[Stored records]
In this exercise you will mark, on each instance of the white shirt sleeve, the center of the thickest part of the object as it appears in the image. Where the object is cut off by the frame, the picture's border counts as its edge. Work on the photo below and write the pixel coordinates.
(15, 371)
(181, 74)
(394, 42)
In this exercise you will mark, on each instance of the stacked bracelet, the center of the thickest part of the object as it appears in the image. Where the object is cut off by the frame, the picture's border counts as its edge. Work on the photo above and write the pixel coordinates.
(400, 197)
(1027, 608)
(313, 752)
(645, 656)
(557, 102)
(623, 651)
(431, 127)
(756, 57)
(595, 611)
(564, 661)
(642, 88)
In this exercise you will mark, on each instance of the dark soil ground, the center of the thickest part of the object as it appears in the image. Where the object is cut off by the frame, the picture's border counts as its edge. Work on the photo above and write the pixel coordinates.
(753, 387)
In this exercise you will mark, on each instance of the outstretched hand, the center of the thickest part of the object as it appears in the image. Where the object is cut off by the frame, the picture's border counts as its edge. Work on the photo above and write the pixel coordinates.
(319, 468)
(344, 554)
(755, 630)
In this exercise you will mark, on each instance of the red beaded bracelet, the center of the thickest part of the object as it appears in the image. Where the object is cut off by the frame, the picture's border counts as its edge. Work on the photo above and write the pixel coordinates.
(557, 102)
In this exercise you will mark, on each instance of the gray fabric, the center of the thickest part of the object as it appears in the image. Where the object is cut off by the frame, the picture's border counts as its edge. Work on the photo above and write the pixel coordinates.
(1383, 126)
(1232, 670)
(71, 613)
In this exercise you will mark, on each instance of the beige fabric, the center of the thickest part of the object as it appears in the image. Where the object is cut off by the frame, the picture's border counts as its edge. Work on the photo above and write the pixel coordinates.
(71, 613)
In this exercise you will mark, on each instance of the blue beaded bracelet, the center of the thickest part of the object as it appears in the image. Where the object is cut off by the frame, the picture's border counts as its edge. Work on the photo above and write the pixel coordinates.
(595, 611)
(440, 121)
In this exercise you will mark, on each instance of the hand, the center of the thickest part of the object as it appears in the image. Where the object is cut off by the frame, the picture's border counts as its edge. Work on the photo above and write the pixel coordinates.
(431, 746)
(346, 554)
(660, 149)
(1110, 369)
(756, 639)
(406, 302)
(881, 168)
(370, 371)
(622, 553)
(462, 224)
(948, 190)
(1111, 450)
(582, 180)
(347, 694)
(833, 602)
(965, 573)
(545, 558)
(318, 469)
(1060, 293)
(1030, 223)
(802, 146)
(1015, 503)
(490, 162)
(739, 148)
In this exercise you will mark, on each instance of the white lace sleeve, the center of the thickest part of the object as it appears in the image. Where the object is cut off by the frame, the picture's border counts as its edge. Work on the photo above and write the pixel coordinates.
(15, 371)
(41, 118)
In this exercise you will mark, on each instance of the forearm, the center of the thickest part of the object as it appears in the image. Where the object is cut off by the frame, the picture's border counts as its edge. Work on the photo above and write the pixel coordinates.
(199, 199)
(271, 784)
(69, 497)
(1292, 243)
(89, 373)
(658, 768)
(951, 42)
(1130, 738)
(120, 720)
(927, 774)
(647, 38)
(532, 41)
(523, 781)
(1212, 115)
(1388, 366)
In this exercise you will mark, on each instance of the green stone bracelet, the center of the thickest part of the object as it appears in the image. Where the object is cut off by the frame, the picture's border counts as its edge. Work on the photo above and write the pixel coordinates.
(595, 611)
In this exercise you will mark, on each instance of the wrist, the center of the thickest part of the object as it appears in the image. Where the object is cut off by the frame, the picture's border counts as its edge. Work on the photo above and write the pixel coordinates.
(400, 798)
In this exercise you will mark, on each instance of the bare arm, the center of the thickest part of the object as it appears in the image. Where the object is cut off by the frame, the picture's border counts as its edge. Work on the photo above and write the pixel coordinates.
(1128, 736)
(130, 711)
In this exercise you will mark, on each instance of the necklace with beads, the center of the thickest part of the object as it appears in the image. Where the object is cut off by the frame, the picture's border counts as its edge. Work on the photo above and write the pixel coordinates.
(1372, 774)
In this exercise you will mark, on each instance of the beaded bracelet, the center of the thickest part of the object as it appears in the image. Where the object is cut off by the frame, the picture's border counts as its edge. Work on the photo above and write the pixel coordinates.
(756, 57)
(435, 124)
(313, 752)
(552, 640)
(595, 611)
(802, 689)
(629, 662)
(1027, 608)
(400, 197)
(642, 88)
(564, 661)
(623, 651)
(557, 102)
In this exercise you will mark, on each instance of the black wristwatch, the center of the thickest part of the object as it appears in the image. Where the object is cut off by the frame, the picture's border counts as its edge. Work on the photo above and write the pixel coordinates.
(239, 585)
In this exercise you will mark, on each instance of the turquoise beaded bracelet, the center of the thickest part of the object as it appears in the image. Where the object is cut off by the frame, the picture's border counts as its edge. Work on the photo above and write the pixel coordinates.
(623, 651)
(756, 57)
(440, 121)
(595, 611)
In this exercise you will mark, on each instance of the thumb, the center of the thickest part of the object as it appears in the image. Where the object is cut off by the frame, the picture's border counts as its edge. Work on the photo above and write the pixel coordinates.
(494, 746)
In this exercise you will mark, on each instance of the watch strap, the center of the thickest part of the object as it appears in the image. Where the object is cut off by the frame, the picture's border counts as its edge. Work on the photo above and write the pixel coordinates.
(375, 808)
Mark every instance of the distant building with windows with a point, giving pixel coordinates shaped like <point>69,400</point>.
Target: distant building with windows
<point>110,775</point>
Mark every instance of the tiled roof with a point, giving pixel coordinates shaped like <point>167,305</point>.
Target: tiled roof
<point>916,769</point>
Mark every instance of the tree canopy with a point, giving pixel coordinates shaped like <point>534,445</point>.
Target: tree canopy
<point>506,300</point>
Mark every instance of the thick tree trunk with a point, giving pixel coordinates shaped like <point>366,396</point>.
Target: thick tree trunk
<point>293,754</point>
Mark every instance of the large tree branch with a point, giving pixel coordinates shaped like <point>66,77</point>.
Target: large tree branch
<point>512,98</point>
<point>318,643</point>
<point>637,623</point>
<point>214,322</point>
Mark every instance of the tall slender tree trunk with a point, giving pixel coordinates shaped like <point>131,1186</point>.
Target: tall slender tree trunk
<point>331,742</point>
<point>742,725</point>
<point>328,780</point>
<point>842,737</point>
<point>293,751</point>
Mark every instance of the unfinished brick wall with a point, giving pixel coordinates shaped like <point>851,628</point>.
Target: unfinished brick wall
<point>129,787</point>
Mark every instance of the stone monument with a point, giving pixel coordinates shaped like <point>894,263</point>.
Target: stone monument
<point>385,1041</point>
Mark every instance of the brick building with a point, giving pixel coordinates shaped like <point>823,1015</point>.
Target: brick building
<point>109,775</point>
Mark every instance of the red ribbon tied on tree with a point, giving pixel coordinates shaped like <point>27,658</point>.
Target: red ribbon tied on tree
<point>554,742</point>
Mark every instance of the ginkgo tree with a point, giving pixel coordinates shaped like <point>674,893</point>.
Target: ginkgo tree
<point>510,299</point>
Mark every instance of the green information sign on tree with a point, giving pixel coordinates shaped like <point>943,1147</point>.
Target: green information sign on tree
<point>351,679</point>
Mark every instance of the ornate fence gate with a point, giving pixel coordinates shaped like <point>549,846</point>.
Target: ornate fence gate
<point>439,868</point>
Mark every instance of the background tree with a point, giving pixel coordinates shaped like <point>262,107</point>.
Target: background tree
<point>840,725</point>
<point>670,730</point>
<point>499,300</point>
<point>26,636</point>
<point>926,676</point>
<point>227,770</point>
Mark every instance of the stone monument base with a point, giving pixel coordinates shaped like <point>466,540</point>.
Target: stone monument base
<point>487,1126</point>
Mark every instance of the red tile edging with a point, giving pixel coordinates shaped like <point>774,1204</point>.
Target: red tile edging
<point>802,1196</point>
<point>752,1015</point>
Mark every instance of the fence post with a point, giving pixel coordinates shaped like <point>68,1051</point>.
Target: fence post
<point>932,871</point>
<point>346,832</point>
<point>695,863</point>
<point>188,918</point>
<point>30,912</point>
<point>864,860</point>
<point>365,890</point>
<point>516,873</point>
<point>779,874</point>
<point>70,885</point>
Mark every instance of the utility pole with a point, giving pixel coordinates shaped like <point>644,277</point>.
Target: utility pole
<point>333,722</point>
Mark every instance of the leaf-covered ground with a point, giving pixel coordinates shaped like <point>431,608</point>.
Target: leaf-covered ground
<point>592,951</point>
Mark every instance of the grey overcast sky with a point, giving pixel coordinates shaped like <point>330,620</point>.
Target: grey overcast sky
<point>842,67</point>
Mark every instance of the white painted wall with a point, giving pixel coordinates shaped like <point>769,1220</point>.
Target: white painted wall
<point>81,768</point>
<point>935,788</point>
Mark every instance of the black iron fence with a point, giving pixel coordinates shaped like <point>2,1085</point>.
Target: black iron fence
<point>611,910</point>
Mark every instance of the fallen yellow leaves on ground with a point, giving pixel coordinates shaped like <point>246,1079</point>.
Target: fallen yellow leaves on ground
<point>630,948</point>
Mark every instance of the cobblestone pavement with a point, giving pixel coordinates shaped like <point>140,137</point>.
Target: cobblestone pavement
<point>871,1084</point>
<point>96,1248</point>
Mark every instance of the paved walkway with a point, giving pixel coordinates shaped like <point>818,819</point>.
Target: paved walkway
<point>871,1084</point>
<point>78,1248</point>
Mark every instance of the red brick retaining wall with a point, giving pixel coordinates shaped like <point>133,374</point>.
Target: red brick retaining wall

# ABOUT THIS TASK
Report each line of the data in which "retaining" occurs.

# SOLUTION BELOW
Mark every instance of the red brick retaining wall with a point, giving pixel coordinates shaped like <point>133,374</point>.
Target: red brick retaining wall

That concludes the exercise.